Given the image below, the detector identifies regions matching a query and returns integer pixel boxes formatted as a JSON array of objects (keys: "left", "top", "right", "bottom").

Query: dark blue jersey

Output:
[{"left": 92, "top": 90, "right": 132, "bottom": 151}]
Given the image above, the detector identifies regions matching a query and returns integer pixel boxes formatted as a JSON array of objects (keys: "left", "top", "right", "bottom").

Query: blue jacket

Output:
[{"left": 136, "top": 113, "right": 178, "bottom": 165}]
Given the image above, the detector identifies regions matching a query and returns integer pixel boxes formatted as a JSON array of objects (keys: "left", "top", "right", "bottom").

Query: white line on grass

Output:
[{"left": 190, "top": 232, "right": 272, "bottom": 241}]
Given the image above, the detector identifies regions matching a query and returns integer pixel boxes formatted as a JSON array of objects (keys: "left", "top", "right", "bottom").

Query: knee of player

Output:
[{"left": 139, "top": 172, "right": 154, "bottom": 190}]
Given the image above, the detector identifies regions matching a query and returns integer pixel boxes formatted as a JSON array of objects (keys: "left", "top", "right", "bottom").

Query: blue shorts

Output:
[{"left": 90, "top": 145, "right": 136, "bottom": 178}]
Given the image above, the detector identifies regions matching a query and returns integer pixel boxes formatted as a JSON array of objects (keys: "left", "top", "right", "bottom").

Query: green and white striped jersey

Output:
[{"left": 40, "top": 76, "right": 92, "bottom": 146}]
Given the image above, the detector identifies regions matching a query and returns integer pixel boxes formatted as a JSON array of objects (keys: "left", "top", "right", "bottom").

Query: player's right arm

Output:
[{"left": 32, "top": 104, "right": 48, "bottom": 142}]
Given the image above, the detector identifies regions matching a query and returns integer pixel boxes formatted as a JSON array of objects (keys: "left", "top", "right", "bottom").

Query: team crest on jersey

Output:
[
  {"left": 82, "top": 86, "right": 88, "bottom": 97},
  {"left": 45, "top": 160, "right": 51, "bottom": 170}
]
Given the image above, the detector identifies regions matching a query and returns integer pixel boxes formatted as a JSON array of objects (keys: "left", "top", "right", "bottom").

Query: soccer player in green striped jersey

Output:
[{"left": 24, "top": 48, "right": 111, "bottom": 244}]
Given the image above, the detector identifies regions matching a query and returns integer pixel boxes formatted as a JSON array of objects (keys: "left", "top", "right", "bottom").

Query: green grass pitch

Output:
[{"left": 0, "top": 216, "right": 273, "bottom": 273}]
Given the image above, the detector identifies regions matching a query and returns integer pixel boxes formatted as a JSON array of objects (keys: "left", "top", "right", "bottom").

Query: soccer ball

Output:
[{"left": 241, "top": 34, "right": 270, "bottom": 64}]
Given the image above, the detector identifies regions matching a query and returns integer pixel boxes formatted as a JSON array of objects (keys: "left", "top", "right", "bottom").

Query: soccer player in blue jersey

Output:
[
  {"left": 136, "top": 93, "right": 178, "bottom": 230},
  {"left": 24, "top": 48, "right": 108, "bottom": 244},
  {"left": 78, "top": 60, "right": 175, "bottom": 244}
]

──────

● **WHAT YOU HAVE TO DO**
Gather every line above that contains the word "soccer" and copy each one.

● **OUTPUT OF THE TASK**
Query: soccer player in green striped jersey
Query: soccer ball
Query: soccer player in blue jersey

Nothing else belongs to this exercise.